Annual UAE Terry Fox Run tomorrow

ABU DHABI, 18th January, 2018 (WAM) — The 21st Terry Fox Run Abu Dhabi will be held on Friday, 19th January, on the Abu Dhabi Corniche, a UAE newspaper has reported.

In the UAE, close to AED18 million has been raised from annual Terry Fox Runs held across the country to date. Funds raised in the UAE go toward cancer research at the UAE University, The National reported.

The annual Abu Dhabi run has become the largest single-day fundraiser for cancer research, according to organisers.


“It has continued to grow,” the paper quoted his brother, Fred Fox as saying. “The Terry Fox Run in Canada and around the world has raised close to $800 million Canadian dollars since 1981. Over 30 countries host Terry Fox Runs with so many more people being inspired by what Terry did. More and more people, young and older learn about Terry, have been touched by cancer and want to do what they can to keep his dream and legacy alive.”

Required tasks:
**a)** Decide whether each statement agrees with the report on the Abu Dhabi Terry Fox Run. Answer yes or no for each one, and quote the words from the report that decide it: (i) The 21st Terry Fox Run Abu Dhabi takes place on a Thursday. (ii) Money raised in the UAE supports cancer research at the UAE University. (iii) More than 30 countries host Terry Fox Runs.
**b)** Write the next few sentences of the report on the Abu Dhabi Terry Fox Run, starting after its last sentence.
The lines after this report are separate material and have nothing to do with it.

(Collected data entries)
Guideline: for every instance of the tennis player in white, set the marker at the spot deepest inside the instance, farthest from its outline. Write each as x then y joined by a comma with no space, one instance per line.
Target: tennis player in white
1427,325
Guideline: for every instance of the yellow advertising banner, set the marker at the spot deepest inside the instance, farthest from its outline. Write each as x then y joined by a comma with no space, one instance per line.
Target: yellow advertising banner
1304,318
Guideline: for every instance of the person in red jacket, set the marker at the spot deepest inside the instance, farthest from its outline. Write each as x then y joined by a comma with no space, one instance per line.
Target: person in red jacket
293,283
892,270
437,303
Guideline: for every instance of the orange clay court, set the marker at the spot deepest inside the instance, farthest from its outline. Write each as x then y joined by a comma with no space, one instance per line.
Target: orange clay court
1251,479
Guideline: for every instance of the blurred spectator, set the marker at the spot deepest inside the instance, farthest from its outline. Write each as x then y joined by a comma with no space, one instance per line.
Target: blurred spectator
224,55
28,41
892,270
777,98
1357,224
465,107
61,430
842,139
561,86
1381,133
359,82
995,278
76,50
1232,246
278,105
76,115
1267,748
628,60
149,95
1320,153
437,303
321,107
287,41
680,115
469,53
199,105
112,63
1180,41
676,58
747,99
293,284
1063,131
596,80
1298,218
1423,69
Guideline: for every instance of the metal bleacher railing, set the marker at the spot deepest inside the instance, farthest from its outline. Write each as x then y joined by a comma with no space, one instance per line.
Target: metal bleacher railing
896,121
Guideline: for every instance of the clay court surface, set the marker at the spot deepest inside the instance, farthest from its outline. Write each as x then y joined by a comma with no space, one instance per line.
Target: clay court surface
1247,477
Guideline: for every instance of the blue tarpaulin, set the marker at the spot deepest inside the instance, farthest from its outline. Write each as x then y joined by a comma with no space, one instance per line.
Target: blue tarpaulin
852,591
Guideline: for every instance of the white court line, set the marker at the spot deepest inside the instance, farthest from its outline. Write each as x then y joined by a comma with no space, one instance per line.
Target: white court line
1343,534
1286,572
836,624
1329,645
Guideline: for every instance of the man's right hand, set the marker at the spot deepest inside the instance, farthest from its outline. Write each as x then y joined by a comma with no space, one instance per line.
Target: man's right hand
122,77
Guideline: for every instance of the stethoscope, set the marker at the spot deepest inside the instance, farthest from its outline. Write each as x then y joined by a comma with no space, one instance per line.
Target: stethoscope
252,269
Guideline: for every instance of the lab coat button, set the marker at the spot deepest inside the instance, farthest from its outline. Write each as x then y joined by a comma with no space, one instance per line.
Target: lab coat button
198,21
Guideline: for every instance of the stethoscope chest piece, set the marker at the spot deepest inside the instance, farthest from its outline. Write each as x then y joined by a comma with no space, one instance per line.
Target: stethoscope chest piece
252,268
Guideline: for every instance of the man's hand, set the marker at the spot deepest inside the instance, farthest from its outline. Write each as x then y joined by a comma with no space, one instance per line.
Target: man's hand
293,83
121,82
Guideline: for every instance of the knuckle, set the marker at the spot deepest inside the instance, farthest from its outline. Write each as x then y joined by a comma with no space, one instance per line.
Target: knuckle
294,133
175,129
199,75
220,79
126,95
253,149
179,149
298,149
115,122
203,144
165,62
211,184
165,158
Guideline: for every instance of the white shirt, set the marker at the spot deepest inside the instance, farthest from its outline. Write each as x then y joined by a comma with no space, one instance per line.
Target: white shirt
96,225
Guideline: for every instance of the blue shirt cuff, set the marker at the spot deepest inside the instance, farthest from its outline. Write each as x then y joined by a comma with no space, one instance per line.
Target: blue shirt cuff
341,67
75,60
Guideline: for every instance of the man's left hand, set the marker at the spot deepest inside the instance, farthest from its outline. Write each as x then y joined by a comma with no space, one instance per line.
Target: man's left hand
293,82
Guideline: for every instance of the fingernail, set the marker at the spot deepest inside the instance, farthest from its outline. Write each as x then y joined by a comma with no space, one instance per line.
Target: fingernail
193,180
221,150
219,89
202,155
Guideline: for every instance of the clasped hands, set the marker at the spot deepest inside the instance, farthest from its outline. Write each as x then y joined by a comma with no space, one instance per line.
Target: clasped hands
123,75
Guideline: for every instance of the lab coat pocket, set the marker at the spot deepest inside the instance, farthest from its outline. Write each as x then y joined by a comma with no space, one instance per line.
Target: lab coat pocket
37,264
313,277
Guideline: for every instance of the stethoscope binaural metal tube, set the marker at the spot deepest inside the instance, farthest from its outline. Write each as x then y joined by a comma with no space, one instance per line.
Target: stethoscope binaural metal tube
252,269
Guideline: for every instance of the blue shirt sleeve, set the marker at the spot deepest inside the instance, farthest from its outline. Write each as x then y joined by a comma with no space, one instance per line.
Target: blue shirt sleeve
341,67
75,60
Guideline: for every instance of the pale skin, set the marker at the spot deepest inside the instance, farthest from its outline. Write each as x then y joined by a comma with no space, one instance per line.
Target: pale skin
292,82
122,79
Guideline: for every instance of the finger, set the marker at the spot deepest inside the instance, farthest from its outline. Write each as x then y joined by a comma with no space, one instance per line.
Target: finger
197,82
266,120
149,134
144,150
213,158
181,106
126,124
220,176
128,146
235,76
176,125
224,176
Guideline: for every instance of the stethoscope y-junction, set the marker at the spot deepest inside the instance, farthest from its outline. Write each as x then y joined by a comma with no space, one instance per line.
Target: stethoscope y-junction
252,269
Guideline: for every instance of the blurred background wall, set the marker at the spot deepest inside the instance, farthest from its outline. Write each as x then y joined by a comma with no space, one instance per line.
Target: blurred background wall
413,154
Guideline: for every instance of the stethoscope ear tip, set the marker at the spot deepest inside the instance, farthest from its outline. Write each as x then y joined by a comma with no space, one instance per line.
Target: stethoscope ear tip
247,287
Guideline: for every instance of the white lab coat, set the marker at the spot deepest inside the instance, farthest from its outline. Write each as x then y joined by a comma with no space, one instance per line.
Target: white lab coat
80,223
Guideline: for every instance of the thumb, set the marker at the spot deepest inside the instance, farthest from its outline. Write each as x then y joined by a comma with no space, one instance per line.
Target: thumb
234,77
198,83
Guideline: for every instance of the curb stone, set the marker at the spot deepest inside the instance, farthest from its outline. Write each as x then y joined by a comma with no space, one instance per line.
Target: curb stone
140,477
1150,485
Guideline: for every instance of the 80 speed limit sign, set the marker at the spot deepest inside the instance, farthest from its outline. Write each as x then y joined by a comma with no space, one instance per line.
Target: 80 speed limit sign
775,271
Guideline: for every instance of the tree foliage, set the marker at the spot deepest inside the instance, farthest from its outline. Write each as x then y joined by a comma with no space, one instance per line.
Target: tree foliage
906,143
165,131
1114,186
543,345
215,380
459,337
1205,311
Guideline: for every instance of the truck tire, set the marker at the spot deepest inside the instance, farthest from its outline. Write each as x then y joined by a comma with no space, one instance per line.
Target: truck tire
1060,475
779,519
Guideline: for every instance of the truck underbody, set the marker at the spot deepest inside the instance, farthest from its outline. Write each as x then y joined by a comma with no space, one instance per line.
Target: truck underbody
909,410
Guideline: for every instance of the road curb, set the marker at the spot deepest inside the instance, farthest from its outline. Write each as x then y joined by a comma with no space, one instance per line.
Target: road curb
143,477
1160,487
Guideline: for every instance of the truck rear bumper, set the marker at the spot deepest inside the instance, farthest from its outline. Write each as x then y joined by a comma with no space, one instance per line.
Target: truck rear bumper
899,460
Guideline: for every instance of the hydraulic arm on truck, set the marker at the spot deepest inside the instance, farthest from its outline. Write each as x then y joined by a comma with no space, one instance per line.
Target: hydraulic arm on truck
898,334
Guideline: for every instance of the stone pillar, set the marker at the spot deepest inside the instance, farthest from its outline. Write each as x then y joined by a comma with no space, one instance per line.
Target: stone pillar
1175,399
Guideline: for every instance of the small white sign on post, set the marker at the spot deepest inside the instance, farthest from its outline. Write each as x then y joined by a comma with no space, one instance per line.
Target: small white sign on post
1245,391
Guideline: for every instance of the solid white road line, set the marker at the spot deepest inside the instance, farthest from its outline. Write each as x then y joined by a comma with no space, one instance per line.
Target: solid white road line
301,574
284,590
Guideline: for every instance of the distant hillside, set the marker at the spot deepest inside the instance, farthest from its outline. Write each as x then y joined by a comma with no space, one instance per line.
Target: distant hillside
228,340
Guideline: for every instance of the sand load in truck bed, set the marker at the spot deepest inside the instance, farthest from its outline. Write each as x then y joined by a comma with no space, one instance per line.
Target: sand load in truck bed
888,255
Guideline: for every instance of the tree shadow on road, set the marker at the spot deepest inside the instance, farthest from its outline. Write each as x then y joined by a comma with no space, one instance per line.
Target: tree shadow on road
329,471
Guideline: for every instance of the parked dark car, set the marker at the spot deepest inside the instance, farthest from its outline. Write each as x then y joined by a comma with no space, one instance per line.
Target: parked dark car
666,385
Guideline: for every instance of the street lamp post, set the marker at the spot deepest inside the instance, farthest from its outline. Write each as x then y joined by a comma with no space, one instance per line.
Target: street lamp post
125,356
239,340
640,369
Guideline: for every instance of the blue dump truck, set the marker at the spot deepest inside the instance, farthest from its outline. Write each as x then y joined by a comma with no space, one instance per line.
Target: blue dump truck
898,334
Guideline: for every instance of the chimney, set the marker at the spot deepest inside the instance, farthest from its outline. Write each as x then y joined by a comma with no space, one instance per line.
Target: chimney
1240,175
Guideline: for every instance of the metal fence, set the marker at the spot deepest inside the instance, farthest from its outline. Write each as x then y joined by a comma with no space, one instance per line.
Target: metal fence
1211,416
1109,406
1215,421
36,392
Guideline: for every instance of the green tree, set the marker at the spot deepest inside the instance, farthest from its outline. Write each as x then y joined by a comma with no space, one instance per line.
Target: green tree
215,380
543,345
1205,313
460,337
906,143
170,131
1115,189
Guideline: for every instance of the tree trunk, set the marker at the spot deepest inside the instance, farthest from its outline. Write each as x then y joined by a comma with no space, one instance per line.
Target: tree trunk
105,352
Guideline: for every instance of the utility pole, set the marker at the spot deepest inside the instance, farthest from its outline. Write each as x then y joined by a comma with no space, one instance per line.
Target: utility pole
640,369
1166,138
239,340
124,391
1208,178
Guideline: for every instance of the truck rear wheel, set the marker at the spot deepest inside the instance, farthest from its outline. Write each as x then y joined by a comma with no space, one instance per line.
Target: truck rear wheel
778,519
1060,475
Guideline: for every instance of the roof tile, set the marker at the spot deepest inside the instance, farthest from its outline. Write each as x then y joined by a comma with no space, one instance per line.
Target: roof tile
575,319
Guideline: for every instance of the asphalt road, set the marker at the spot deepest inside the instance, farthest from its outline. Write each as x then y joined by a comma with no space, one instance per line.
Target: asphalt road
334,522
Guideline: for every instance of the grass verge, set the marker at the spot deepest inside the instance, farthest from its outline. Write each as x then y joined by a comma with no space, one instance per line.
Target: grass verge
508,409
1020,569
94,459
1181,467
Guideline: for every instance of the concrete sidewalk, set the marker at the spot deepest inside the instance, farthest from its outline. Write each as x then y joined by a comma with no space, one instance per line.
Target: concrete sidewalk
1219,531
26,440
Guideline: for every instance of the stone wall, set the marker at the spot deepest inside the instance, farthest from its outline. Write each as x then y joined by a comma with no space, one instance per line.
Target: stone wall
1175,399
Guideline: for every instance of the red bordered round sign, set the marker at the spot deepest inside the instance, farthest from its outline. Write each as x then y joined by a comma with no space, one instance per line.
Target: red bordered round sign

List of answers:
**a)**
(i) No: "will be held on Friday, 19th January"
(ii) Yes: "Funds raised in the UAE go toward cancer research at the UAE University"
(iii) Yes: "Over 30 countries host Terry Fox Runs"

**b)**
“It’s projected to raise approximately AED720,000 in the UAE in 2018,” Fox said. “From funds already allocated for research projects and estimated fundraising, AED3.2 million will be available for research projects in 2018, giving researchers in the UAE the opportunity to make a difference.”

“Abu Dhabi has the largest number of participants in one location around the world and I am filled with pride and gratitude that my brother’s legacy continues in countries far removed our own,” said Judith Fox, Terry’s sister. “With every Terry Fox Run, more funds are raised for cancer research and we come closer to eradicating a disease that touches the whole global community.”

Thirty-seven years after his death at the age of 22, Canadian hero Terry Fox continues to inspire thousands of people worldwide to run, walk and fundraise to find a cure for cancer.

Terry Fox, who had bone cancer diagnosed when he was 18 and had to have his right leg amputated above the knee, famously embarked on a marathon run across Canada wearing a prosthetic leg to raise awareness and funds for cancer research.

The disease killed him 143 days and 5,373 kilometres into the Marathon of Hope, in 1981, but each year since, thousands of supporters pick up where he left off and continue Fox’s mission.